*DATA PROVIDED*.
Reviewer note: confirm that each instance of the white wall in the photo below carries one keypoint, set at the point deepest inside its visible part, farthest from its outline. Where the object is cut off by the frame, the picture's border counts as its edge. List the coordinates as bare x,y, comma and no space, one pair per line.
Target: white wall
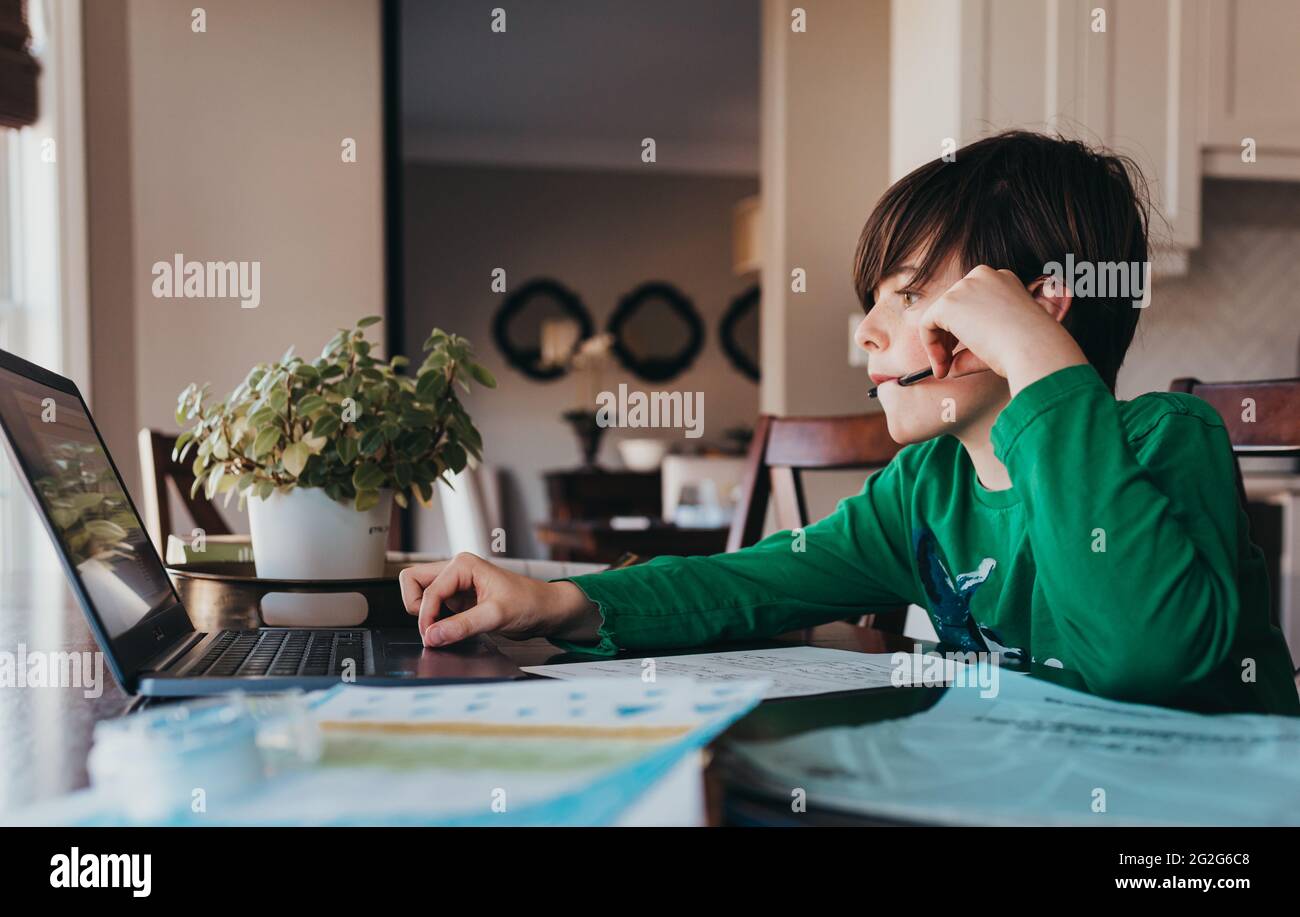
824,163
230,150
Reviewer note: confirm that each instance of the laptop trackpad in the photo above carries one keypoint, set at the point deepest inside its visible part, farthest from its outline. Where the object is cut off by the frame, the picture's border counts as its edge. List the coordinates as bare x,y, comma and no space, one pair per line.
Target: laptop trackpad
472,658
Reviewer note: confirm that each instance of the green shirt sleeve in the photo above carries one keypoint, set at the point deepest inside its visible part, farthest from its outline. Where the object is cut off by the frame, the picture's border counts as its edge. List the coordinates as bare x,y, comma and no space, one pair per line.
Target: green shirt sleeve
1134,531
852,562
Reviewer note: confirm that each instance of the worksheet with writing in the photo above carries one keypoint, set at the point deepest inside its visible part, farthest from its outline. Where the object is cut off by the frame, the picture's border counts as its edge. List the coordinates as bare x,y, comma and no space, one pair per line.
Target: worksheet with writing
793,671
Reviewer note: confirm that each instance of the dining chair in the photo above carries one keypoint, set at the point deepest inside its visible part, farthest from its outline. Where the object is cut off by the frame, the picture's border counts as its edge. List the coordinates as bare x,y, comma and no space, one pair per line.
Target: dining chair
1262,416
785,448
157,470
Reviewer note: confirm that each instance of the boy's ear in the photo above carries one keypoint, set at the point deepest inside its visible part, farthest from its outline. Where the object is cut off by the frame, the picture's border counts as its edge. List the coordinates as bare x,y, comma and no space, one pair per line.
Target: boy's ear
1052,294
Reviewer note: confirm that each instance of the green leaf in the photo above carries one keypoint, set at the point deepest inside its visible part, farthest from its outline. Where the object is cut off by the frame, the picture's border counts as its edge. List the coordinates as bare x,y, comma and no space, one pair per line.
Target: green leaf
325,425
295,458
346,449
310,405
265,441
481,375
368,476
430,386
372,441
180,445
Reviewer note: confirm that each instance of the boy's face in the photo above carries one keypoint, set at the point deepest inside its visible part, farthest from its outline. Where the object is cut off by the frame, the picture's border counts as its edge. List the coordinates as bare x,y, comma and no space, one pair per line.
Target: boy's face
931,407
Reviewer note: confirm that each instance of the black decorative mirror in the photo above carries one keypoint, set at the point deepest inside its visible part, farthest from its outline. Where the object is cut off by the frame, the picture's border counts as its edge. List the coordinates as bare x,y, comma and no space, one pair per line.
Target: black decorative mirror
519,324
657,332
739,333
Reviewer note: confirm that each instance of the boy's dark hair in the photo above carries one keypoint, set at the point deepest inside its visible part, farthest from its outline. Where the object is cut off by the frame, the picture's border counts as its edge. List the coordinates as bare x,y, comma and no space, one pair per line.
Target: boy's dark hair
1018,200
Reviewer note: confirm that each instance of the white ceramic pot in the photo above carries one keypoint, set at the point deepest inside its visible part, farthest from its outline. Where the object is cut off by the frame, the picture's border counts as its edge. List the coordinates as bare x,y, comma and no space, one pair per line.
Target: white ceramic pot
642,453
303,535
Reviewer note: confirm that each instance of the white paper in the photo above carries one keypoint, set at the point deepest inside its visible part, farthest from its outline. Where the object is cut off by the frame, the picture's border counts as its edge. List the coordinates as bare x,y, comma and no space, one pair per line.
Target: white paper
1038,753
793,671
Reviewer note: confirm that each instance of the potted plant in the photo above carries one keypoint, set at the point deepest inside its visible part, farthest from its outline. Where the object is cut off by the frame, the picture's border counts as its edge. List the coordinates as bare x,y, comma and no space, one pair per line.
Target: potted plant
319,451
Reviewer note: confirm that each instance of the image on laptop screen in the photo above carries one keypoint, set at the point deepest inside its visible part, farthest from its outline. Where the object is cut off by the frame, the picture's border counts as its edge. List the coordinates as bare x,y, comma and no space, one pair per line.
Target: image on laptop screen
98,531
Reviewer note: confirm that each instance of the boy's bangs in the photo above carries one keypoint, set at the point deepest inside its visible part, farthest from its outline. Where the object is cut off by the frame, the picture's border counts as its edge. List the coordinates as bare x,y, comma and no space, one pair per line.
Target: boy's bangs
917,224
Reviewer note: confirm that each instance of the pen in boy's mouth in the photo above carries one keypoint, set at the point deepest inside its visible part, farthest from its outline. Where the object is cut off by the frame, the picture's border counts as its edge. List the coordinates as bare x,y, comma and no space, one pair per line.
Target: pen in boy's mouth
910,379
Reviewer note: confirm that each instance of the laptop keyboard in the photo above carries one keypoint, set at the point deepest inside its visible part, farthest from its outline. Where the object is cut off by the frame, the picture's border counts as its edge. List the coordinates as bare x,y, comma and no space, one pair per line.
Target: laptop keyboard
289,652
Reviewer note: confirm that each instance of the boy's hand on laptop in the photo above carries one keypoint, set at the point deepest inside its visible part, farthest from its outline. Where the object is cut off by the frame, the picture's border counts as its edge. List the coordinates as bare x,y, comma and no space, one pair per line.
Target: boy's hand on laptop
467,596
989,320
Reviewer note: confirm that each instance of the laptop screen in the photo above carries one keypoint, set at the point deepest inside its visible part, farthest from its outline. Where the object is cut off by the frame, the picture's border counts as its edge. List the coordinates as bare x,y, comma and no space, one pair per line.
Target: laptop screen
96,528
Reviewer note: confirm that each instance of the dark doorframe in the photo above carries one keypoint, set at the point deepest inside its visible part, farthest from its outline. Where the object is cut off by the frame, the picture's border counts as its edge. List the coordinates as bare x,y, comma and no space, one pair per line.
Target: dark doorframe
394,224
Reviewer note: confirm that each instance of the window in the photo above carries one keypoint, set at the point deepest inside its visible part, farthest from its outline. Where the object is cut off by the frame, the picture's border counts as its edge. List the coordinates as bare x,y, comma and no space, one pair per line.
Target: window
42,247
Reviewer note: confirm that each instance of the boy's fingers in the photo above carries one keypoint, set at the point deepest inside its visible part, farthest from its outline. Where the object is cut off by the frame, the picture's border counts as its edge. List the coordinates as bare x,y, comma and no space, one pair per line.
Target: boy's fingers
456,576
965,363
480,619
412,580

...

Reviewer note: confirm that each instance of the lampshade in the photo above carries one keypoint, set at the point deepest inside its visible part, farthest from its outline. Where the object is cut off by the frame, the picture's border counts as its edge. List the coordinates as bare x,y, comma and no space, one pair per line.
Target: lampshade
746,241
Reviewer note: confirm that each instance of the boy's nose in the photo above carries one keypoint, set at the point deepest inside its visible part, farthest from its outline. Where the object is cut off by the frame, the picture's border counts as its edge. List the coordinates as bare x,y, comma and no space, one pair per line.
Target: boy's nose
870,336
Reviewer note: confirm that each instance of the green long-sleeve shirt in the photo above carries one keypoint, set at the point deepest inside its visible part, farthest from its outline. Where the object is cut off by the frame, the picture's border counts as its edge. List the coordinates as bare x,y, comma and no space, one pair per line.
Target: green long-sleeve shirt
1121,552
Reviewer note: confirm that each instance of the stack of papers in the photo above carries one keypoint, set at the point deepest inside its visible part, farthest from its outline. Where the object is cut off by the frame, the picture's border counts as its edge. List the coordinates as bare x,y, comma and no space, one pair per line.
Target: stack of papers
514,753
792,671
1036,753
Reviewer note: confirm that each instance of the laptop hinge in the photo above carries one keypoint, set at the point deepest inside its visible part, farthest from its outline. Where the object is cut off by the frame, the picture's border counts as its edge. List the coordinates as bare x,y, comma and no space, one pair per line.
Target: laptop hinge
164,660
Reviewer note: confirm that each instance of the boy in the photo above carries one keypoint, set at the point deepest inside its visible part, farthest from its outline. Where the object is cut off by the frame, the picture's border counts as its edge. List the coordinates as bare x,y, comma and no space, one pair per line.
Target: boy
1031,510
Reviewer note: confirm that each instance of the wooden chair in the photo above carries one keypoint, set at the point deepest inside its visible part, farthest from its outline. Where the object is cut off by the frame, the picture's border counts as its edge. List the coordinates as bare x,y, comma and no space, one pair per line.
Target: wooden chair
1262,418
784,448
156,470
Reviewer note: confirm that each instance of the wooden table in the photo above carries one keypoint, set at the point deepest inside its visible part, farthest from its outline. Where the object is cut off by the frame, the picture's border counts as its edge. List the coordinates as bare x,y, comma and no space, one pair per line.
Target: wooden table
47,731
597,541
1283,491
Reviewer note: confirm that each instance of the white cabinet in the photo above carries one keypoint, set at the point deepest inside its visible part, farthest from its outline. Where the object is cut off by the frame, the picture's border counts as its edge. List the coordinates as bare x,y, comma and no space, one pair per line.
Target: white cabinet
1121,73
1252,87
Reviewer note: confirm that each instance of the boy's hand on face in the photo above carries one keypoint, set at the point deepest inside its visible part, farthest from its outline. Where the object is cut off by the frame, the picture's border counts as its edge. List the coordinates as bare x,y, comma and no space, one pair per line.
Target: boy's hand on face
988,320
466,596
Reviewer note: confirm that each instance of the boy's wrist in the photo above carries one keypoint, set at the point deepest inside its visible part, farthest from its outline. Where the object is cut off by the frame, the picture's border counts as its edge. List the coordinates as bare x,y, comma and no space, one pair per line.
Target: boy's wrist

*TASK DIRECTIONS*. Among the entries above, copy exactly only the lines starting with the one containing "Reviewer note: confirm that each instance of the green shirt" and going through the one containing "Reviewer note: confirm that each instance of the dining", both ends included.

*YOUR RESPONSE*.
Reviewer note: confirm that each instance of the green shirt sleeve in the photo above carries one keypoint, set at the point deepest inside its visible part, farthest from its outline. Where the object is cut off by the frame, the picture's border counts as its edge. List the coordinates as bare x,y, comma and no space, one pair per line.
Target: green shirt sleeve
1134,531
852,562
Reviewer note: confirm that each instance of the worksheet with writing in the photo above carries one keypoint, set at the point deepest inside its visible part, farthest from its outline. Where the object is cut off by the frame, the picture's border counts as its edge. List the coordinates as bare x,y, comma and no space, one pair per line.
Target: worksheet with writing
793,671
Reviewer note: confirm that each instance of the dining chair in the photo above carries one keypoint, set at the point deepest inside its visible part, farthest from its outline. Where the object is cut off by the frame, the picture's border counts as its edge. List the coordinates as bare x,y, comma and no space, one pair per line.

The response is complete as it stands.